Goals:
1) Can you return the portion of the blog post about Santa's race, starting with "The Easter Bunny, right, with" and going on through "ONE----is EVER offended?????", word for word?
2) Could you write the next part of the blog post on the Fox News Santa-is-white dispute, picking up right after its last sentence?

Passage provided:

Tuesday, December 17, 2013

What color is the Easter Bunny?

     It spoils things, when the people under the stairs complain. When their voices are heard, even softly, filtering up during the party, interrupting the festivities. They might not even be complaining—just hearing them, just being reminded of them, down there, sort of wrecks things.
     To some, that is. That's how they act. And as stupid—as staggeringly stupid—as this latest example, this Fox News Santa-is-white thing is (really, it would look trite in fiction; if Christopher Buckley cooked this episode up in his latest novel, I'd think he had turned the satire screw a twist too far)  there is an important dynamic at work here, enough that I'm giving it a second post. Maybe my mind has snapped, reading all these convoluted  responses, trying to make sense of them. 
     This young Slate writer, Aisha Harris, she suggests something—maybe kids would want a Santa that wasn't a different race, but a neutral Santa, say a penguin. A typical modest proposal, the sort of a paper boat set floating in a thousand forgettable columns and blog posts. Bound to be swamped by the next wave and never seen again. And while the risk of it being taken seriously is minimal, these TV folks at Fox, they bite, they fall on it snarling as if it were a policy directive from the White House. They hoot and holler, mocking Harris, defending their God-given right to a Santa of their own race. Doing the very thing, passionately, powerfully, that they are condemning her for suggesting mildly, timidly. And they've already got Santa, which, in their mind, settles it. Don't wreck our Santa by making him look like you. 
The Easter Bunny, right, with friend. 
     As if Santa were really, really important. 
     Which maybe he is.
     Then, when other people point out how stupid this is. How ridiculous they are—we're talking about Santa Claus— they collapse in a heap of self-justification. What's the world coming to? Is nothing sacred? We were just joking!
     The response to my reply was noteworthy— enough that I think it's worth a follow-up.  A number of nutbags, such as the guy who sent along a link to Wikipedia's entry on St. Nicholas. Mr. Nutbag writes:
     Read and learn. You can argue all you want, about Santa being mythical character. However, St. Nicholas, (a REAL WHITE PERSON) was the model, for Santa Claus. (log on to info below) 
     Why is that all you politically correct people, have to make certain, that NO ONE----is EVER offended?????

     Heaven help us, if someone/anyone is offended!!!!!!

     Deal with it. St. Nicholas was real and he was-----WHITE!!!!!! DUH!
     Aisha Harris wasn't offended. She simply pointed out that it can be difficult to live in a society where you're the after-thought, and that it might be easy to toss the untermenschen a symbolic bone. And I certainly wasn't offended—very little offends me anymore, and the raving revanchism of the right is too familiar and expected to be offensive at this point.

Material provided:
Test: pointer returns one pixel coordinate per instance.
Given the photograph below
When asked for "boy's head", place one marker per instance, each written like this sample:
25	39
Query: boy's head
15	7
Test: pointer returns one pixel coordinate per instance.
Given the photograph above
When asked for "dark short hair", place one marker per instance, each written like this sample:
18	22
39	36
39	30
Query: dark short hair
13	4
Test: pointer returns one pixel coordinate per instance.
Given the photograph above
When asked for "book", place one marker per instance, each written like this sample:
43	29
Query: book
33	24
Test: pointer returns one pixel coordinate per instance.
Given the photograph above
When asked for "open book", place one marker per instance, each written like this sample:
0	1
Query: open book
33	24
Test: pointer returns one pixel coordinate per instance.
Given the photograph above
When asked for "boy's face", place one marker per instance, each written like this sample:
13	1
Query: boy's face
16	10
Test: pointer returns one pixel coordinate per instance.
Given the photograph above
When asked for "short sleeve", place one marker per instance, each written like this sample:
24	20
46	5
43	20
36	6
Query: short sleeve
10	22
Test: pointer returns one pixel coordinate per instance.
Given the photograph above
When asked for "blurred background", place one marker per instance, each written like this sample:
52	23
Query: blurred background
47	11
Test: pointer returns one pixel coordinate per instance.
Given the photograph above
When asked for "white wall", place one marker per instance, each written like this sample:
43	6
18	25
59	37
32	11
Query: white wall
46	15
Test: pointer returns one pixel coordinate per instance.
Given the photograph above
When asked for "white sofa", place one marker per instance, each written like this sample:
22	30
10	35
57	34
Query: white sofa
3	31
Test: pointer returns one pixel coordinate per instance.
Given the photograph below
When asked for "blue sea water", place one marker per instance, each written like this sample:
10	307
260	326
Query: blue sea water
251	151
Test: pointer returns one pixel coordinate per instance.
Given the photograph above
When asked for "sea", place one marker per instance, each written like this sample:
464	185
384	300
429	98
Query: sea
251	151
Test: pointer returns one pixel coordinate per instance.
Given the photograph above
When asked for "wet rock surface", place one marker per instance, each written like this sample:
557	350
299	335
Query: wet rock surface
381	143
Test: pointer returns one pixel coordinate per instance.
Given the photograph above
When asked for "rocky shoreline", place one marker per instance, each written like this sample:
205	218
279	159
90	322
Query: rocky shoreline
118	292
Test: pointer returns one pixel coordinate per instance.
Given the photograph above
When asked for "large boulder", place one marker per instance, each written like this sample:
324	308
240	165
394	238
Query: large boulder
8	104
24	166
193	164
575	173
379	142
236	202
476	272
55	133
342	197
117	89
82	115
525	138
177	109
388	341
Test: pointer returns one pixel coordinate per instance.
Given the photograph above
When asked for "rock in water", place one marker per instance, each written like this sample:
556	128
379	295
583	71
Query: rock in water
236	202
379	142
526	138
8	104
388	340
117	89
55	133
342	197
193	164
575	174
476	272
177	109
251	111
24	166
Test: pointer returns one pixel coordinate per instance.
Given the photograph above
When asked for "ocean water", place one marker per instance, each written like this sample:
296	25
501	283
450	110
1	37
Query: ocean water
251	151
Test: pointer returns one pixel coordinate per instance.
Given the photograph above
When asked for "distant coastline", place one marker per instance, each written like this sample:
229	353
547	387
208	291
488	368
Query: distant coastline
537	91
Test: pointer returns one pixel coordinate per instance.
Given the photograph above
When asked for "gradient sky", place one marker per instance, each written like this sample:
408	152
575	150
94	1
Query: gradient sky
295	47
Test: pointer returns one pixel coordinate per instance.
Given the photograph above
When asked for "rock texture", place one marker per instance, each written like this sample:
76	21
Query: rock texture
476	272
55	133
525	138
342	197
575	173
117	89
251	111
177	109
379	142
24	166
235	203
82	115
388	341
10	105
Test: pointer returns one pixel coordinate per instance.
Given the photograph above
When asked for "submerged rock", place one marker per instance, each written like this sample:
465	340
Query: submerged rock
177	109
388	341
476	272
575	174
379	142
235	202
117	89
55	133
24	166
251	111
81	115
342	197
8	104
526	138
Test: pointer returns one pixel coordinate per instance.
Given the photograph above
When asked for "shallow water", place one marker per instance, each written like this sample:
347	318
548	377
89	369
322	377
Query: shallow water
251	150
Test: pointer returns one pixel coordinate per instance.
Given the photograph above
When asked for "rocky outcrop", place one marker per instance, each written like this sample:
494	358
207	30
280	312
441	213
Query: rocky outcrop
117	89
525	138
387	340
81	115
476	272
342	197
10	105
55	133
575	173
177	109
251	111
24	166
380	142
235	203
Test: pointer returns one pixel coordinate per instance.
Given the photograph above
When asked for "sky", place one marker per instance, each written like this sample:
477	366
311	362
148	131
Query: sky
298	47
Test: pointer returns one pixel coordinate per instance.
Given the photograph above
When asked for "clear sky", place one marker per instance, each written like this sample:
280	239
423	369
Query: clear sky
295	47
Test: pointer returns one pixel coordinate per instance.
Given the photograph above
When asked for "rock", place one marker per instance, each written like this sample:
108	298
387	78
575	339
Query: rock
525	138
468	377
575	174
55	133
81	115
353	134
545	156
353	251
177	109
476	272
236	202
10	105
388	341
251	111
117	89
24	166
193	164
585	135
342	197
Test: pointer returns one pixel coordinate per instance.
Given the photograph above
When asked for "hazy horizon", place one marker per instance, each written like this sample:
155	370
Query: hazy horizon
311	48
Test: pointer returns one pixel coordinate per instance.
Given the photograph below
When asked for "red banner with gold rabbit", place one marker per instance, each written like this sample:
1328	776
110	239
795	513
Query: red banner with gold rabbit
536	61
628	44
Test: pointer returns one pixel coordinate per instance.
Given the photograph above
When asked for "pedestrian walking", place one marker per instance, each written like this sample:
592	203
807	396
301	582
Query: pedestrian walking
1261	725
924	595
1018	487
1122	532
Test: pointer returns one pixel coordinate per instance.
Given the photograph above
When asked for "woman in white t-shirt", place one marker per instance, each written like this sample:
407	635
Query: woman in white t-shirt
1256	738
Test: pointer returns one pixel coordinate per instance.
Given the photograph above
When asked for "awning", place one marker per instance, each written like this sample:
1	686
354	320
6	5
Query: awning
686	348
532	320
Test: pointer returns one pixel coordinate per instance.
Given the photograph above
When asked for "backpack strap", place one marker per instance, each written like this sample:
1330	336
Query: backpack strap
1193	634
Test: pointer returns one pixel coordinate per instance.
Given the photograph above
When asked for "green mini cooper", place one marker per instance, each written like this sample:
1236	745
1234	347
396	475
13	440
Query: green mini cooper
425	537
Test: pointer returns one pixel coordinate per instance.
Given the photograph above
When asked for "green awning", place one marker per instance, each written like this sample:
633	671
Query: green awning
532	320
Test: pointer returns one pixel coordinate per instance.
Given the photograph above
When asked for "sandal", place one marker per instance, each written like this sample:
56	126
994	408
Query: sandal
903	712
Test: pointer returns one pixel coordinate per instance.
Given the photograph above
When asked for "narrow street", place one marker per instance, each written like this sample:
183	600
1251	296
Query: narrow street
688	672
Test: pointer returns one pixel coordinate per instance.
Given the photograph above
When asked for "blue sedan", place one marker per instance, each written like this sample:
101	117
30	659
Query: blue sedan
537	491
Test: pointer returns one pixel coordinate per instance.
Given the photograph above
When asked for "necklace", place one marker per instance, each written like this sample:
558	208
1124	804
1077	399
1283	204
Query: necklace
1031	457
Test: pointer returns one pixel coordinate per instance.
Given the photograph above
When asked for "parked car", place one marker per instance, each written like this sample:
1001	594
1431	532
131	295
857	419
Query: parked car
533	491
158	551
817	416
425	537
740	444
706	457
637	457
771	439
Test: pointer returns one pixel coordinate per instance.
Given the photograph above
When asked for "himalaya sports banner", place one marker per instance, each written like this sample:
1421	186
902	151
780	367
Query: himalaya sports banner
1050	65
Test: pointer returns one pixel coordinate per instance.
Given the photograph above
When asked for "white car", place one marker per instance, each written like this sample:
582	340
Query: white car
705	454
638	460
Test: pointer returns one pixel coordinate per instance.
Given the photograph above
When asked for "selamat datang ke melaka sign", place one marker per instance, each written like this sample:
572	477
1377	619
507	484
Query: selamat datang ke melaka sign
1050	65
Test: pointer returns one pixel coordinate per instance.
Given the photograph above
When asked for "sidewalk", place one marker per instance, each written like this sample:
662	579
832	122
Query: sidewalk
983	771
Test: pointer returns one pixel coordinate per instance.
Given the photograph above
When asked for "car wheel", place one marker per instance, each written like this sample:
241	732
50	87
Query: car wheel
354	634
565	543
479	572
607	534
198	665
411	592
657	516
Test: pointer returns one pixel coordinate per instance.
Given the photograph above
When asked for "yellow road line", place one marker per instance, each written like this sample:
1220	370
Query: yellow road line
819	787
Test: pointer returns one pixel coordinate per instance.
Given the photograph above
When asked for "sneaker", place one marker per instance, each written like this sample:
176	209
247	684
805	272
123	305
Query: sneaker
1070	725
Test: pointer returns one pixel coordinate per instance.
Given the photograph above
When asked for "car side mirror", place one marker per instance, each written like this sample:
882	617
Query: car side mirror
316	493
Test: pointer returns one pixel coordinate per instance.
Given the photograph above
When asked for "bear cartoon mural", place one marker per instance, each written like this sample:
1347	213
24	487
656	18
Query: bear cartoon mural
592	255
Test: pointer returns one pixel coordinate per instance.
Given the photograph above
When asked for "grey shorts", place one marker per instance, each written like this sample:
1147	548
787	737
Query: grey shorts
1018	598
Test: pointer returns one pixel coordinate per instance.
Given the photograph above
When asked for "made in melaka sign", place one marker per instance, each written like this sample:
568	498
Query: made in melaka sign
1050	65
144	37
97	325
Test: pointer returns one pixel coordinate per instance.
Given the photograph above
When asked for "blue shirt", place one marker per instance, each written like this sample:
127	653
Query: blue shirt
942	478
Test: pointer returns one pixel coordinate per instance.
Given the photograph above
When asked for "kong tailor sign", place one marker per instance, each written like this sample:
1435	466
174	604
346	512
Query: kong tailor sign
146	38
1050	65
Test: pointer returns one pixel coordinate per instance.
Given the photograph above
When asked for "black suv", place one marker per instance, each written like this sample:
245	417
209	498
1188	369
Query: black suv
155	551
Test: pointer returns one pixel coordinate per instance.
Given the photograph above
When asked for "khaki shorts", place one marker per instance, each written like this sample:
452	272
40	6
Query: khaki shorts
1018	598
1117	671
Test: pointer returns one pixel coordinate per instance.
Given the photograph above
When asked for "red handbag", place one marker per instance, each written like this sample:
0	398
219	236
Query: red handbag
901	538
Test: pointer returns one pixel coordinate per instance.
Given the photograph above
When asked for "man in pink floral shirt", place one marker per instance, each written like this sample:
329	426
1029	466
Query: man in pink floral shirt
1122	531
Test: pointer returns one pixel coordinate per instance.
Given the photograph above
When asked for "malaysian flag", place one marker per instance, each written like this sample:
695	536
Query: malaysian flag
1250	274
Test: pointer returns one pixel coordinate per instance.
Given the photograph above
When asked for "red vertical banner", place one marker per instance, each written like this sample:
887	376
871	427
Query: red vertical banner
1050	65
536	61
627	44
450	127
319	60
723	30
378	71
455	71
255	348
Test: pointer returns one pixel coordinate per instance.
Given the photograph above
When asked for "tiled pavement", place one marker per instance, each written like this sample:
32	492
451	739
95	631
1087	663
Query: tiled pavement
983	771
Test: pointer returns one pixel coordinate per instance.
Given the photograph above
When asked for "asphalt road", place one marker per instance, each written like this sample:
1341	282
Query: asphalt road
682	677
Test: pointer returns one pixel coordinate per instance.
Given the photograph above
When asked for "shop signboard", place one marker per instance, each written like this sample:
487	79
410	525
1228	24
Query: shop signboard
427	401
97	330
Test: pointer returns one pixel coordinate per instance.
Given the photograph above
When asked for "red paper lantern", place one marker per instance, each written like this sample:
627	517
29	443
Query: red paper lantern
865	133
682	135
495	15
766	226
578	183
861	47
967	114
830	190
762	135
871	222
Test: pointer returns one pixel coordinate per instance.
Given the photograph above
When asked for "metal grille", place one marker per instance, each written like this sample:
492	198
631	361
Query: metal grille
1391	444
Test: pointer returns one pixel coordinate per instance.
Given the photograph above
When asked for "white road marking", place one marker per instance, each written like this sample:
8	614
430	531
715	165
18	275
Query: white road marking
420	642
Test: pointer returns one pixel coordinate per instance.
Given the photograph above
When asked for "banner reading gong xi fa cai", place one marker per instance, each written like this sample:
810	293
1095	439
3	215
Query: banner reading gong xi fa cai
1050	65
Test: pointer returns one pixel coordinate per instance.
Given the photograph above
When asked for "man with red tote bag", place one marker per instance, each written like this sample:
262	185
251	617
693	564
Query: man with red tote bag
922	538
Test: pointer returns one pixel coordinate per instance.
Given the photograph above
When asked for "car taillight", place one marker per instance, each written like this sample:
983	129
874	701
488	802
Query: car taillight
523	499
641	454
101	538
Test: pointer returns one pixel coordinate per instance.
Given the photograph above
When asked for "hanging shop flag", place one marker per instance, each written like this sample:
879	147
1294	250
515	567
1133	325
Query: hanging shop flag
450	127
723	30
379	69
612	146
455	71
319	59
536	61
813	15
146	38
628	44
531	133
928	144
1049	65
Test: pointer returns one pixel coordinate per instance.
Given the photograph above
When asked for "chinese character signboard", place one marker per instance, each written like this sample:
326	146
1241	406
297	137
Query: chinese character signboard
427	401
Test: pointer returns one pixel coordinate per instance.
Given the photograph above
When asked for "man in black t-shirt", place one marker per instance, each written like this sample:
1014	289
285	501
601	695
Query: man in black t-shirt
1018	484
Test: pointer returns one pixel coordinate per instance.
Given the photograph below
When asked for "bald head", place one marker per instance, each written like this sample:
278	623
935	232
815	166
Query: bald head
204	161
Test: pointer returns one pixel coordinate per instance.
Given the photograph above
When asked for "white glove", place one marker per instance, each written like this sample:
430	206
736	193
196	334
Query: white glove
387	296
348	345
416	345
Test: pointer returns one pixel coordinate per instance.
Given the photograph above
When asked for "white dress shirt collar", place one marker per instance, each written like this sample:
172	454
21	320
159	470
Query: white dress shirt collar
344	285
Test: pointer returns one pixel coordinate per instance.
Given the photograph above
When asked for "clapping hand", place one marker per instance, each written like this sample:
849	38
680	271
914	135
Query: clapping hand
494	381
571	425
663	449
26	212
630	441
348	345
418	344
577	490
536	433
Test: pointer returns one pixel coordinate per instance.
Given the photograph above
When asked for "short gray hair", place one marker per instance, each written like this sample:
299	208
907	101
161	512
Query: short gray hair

Answers by task:
1)
The Easter Bunny, right, with friend. 
     As if Santa were really, really important. 
     Which maybe he is.
     Then, when other people point out how stupid this is. How ridiculous they are—we're talking about Santa Claus— they collapse in a heap of self-justification. What's the world coming to? Is nothing sacred? We were just joking!
     The response to my reply was noteworthy— enough that I think it's worth a follow-up.  A number of nutbags, such as the guy who sent along a link to Wikipedia's entry on St. Nicholas. Mr. Nutbag writes:
     Read and learn. You can argue all you want, about Santa being mythical character. However, St. Nicholas, (a REAL WHITE PERSON) was the model, for Santa Claus. (log on to info below) 
     Why is that all you politically correct people, have to make certain, that NO ONE----is EVER offended?????

2)
     Mr. Nutbag, however, he does seem offended, does he not? All those caps and exclamation points. Do you detect a note of anger in that?  Let's think about this -- high time someone did. Whence this anger? How lousy do you have to feel about yourself, how small your source of  pride, to need to find racial solidarity with Santa Claus? Really, the heart does break. I sympathize with these people, or would, if they weren't so jaw-droppingly dumb. And spiteful. Their meanness drains any sympathy away.
     Although you can be nice and care about this. I received this from Jane Artabasy, of Glenview, who wrote:
     Neil, I love your work and the quality of thought that accompanies it, but this time I have to disagree:  Santa is white.  The fact that he's mythical doesn't change the man's look.  John Stewart says the original was from Turkey, thus somewhat "swarthy."  I always heard it was a northern European/Scandinavian legend.  Either way, the myth is deeply enculturated within us, and the guy is fat and white.
Peter Rabbit, apparently.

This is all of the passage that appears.